*TEXTE EXTRAIT:*
--- --- ---

Chronique | Perturbator - The Uncanny Valley

Pierre Sopor 16 mai 2016

Difficile de passer à côté de la mode synthwave des dernières années, qui apporte un vent de fraîcheur aux musiques électroniques en faisant du neuf avec du vieux. Il suffit de faire ses courses à Franprix pour se cogner du KAVINSKY, et les bandes-son de films "à la Drive" pullulent depuis cinq ans. Il faut dire que les années 80, ça fait rêver. Tout y était tellement mieux : les films d'horreur, la musique, les jeux vidéos, les fringues aux couleurs pas possibles, les coiffures... Ou en tout cas, ça semble être l'avis de toute une génération vivant dans le fantasme nostalgique d'une décennie que tous n'ont pas forcément connue plus que ça. Mais limiter la synthwave au succès de la mièvre Nightcall serait bien sûr réducteur, car il existe une branche plus dure de projets qui ont réussi à dérider même les plus purs des métalleux.

--- --- ---

*CONSIGNE:* Indiquez, s'il vous plaît, si chacune des affirmations suivantes concorde avec la chronique, en répondant par oui ou non et en citant exactement les mots décisifs de la chronique. 1. On peut entendre du Kavinsky en faisant ses courses à Franprix. 2. Les bandes-son de films « à la Drive » pullulent depuis dix ans. 3. Limiter la synthwave au succès de Nightcall serait réducteur.

[Lignes d'un jeu de données de pointage]
--- --- ---

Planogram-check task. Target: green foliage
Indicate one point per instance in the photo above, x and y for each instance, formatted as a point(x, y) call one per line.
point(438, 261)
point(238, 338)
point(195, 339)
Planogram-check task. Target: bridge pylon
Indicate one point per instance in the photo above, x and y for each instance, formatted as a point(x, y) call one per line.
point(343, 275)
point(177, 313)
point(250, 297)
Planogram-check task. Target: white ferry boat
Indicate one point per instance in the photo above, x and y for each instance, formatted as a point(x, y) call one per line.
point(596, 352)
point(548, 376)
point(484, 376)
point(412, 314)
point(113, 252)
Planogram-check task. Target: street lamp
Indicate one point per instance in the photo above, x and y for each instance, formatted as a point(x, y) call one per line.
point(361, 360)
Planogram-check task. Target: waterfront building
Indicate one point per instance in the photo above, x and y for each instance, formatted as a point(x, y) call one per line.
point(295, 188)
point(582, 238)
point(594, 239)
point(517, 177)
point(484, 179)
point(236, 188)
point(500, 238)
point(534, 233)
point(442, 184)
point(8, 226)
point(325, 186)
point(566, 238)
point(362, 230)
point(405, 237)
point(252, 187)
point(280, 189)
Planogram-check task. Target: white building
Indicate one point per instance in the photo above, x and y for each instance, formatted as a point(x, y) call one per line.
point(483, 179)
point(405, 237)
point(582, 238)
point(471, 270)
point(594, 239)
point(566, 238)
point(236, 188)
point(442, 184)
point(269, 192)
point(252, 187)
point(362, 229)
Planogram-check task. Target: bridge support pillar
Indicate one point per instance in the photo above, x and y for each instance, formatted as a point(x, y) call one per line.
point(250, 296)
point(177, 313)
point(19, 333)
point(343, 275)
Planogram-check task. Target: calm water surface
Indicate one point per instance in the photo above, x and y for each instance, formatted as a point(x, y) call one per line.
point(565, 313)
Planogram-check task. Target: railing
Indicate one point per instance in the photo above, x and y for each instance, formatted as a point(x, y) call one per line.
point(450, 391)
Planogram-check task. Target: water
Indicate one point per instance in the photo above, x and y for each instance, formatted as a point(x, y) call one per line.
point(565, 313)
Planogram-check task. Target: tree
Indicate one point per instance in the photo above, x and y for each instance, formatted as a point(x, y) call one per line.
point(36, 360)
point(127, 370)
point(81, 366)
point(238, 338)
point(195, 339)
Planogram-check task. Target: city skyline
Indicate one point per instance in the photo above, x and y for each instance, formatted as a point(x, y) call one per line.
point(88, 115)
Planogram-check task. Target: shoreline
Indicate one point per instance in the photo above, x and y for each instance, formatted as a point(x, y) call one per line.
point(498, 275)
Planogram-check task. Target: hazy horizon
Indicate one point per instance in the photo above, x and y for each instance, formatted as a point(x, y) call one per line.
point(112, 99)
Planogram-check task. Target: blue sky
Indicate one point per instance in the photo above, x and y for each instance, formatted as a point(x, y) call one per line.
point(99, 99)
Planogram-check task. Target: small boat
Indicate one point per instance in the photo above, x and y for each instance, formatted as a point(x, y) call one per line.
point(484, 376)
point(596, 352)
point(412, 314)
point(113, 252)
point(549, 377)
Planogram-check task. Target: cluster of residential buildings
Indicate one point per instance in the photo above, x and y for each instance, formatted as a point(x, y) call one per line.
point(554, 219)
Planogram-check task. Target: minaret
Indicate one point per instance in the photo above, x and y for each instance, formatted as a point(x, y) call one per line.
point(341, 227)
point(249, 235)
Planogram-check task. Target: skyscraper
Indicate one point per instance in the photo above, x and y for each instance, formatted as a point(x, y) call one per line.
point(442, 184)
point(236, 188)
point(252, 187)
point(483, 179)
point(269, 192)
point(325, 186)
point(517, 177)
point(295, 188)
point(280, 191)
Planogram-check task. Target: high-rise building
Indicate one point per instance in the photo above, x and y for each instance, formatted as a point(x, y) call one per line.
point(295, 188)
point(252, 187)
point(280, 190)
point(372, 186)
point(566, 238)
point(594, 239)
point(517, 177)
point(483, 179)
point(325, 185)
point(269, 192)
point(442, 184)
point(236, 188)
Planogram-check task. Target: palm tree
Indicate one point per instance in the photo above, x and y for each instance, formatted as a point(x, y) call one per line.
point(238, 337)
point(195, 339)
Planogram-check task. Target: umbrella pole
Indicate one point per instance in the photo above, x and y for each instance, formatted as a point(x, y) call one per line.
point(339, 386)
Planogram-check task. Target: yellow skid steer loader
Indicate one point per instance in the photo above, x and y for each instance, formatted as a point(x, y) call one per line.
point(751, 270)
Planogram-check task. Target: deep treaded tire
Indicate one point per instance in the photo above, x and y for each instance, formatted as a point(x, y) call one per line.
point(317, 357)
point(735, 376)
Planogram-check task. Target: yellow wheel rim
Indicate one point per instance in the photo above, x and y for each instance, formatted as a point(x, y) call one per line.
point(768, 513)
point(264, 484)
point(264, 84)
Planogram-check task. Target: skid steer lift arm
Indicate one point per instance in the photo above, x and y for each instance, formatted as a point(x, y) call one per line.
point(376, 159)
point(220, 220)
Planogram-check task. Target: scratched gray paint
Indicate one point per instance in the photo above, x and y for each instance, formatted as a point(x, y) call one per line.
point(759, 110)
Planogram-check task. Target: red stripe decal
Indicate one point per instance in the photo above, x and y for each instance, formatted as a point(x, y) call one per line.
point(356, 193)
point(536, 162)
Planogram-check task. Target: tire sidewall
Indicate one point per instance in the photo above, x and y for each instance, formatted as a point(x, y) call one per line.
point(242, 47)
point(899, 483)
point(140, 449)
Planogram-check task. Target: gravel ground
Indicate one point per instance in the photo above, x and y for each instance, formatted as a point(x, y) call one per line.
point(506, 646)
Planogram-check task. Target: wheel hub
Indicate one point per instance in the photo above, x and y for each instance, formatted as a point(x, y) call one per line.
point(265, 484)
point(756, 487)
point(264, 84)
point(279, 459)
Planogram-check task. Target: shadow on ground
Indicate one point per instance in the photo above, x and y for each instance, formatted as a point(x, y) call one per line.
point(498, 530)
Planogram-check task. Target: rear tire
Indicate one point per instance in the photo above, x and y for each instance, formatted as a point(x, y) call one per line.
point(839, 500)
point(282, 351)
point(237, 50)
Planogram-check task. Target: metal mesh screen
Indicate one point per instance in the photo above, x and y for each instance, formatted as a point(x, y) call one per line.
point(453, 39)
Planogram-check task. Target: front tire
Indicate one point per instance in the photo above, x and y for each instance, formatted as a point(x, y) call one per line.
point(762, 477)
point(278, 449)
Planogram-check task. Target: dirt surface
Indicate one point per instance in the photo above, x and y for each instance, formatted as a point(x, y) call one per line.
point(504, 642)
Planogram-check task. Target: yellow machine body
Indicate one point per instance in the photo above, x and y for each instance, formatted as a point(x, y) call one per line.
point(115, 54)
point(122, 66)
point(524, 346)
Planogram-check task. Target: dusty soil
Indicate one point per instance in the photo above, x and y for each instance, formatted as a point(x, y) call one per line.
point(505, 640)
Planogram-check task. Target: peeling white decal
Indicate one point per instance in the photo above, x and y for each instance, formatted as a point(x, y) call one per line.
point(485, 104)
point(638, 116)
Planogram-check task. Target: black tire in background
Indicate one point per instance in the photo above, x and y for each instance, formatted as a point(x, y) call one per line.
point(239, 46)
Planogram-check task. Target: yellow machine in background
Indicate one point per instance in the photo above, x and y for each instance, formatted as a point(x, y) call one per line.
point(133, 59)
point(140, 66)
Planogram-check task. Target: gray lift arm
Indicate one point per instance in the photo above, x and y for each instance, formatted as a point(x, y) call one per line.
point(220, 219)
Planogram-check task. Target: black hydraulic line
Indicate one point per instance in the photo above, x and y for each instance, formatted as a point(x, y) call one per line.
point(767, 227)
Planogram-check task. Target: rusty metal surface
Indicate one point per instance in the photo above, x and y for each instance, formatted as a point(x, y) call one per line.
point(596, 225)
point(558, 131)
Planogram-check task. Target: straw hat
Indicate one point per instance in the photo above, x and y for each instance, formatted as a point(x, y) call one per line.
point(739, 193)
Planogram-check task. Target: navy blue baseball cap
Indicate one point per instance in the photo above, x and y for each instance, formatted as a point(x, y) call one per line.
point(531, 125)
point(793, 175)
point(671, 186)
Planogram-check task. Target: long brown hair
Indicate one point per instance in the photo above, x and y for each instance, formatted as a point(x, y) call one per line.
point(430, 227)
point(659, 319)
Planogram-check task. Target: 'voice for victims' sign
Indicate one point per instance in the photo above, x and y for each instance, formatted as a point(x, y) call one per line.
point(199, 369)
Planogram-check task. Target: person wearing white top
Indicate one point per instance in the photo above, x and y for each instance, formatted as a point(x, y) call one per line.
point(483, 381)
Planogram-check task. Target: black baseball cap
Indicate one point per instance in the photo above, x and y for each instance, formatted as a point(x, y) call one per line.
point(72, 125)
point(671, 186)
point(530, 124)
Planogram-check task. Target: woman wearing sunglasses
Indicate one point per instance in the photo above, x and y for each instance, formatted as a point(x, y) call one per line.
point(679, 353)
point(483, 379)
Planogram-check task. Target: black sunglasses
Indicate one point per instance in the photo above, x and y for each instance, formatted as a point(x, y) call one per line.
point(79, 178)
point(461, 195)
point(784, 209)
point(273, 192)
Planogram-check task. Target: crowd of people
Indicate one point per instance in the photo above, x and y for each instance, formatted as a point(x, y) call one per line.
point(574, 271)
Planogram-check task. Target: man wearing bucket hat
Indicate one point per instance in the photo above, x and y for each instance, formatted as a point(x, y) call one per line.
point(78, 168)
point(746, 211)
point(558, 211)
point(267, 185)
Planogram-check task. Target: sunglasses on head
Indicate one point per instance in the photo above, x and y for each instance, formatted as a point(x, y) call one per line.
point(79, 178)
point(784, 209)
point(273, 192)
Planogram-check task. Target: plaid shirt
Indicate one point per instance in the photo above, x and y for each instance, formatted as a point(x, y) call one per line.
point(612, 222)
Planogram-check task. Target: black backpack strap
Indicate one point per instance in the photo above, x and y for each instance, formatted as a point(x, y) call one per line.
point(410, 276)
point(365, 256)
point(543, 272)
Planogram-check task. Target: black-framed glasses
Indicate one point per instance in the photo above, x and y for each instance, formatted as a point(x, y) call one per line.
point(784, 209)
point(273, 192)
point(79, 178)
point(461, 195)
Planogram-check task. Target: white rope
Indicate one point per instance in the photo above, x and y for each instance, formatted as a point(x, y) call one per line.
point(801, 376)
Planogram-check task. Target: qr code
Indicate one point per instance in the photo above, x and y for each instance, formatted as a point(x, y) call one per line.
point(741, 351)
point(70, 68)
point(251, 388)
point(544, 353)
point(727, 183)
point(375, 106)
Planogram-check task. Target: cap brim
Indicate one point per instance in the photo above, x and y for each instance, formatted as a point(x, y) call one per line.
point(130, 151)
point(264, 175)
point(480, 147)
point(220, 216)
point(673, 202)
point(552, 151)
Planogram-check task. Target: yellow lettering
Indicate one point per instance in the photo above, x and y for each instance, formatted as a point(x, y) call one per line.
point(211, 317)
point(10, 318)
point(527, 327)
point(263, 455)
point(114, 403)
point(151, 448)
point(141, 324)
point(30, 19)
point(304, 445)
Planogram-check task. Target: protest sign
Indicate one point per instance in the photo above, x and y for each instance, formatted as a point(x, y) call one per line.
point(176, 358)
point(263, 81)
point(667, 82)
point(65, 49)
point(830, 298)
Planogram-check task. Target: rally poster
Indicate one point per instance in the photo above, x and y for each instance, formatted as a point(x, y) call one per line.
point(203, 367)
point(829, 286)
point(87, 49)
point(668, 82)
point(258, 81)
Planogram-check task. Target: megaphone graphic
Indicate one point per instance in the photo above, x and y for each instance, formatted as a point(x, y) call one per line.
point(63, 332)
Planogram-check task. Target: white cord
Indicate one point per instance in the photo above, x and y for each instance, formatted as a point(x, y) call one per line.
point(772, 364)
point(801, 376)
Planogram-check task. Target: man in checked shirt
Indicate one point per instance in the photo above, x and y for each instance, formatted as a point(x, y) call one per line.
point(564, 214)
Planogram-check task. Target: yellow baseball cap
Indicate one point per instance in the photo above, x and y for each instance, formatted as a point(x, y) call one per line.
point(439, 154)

--- --- ---

*CORRIGÉ:*
1. Oui : « Il suffit de faire ses courses à Franprix pour se cogner du KAVINSKY »
2. Non : « pullulent depuis cinq ans »
3. Oui : « limiter la synthwave au succès de la mièvre Nightcall serait bien sûr réducteur »